### [Task goal]
Output all the data exactly. Pictures do not belong in the copy.

[Labeled-object pointing entries]
[start]

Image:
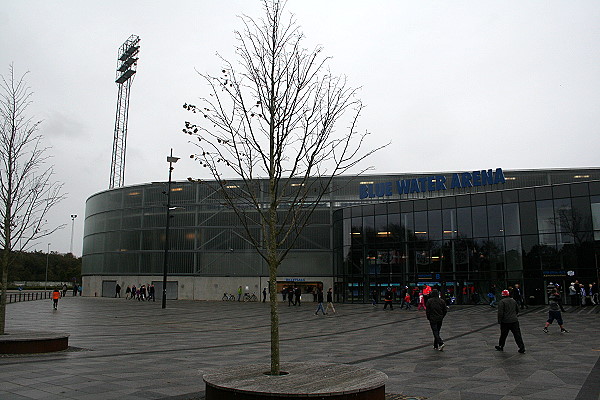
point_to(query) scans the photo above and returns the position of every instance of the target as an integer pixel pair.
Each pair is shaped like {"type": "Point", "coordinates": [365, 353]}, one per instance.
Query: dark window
{"type": "Point", "coordinates": [463, 201]}
{"type": "Point", "coordinates": [494, 198]}
{"type": "Point", "coordinates": [514, 261]}
{"type": "Point", "coordinates": [434, 204]}
{"type": "Point", "coordinates": [465, 229]}
{"type": "Point", "coordinates": [579, 189]}
{"type": "Point", "coordinates": [421, 224]}
{"type": "Point", "coordinates": [448, 202]}
{"type": "Point", "coordinates": [561, 191]}
{"type": "Point", "coordinates": [478, 199]}
{"type": "Point", "coordinates": [526, 195]}
{"type": "Point", "coordinates": [543, 193]}
{"type": "Point", "coordinates": [528, 218]}
{"type": "Point", "coordinates": [510, 196]}
{"type": "Point", "coordinates": [435, 225]}
{"type": "Point", "coordinates": [495, 225]}
{"type": "Point", "coordinates": [420, 205]}
{"type": "Point", "coordinates": [449, 223]}
{"type": "Point", "coordinates": [512, 224]}
{"type": "Point", "coordinates": [479, 221]}
{"type": "Point", "coordinates": [545, 214]}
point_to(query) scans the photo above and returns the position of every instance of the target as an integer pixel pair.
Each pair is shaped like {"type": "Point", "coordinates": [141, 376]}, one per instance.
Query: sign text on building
{"type": "Point", "coordinates": [433, 183]}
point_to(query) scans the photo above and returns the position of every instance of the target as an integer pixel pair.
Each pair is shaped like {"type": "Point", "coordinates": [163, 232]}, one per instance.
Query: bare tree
{"type": "Point", "coordinates": [274, 115]}
{"type": "Point", "coordinates": [27, 189]}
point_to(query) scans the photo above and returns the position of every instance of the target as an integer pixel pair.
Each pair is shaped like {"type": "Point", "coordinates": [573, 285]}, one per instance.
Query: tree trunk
{"type": "Point", "coordinates": [4, 262]}
{"type": "Point", "coordinates": [275, 368]}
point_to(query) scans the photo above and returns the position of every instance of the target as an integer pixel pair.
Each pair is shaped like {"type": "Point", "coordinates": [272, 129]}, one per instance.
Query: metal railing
{"type": "Point", "coordinates": [27, 296]}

[end]

### [Finished answer]
Image:
point_to(query) scans the photo above and returns the position of every instance of the target as an integer pixel pair.
Each pair is shaped like {"type": "Point", "coordinates": [365, 353]}, one per instance.
Query: dark window
{"type": "Point", "coordinates": [463, 201]}
{"type": "Point", "coordinates": [494, 198]}
{"type": "Point", "coordinates": [514, 261]}
{"type": "Point", "coordinates": [434, 204]}
{"type": "Point", "coordinates": [465, 229]}
{"type": "Point", "coordinates": [579, 189]}
{"type": "Point", "coordinates": [421, 224]}
{"type": "Point", "coordinates": [448, 202]}
{"type": "Point", "coordinates": [561, 191]}
{"type": "Point", "coordinates": [478, 199]}
{"type": "Point", "coordinates": [526, 195]}
{"type": "Point", "coordinates": [543, 193]}
{"type": "Point", "coordinates": [528, 218]}
{"type": "Point", "coordinates": [510, 196]}
{"type": "Point", "coordinates": [435, 225]}
{"type": "Point", "coordinates": [495, 225]}
{"type": "Point", "coordinates": [420, 205]}
{"type": "Point", "coordinates": [449, 223]}
{"type": "Point", "coordinates": [512, 224]}
{"type": "Point", "coordinates": [479, 221]}
{"type": "Point", "coordinates": [545, 214]}
point_to(query) scans the photo above and returns the position of every instance of the target as an integer pixel pair.
Each pair is shaped like {"type": "Point", "coordinates": [141, 376]}, one per instance.
Query: sign text on building
{"type": "Point", "coordinates": [433, 183]}
point_to(query) scans the photo above and returns the position of every instance of the target as an integer pixel pair.
Each pair is shaped like {"type": "Point", "coordinates": [163, 232]}, one per instance.
Query: bare tree
{"type": "Point", "coordinates": [274, 115]}
{"type": "Point", "coordinates": [27, 189]}
point_to(query) scans the photo above and returns the position of every instance of the target as an integer pixel pair.
Each pair is shaped like {"type": "Point", "coordinates": [573, 285]}, one per instance.
Query: tree trunk
{"type": "Point", "coordinates": [4, 262]}
{"type": "Point", "coordinates": [275, 368]}
point_to(query) scans the photo above and returns the position of every instance of the target as an integer pixel pair.
Each pair is shaped like {"type": "Point", "coordinates": [272, 129]}, one per instance.
Query: metal railing
{"type": "Point", "coordinates": [27, 296]}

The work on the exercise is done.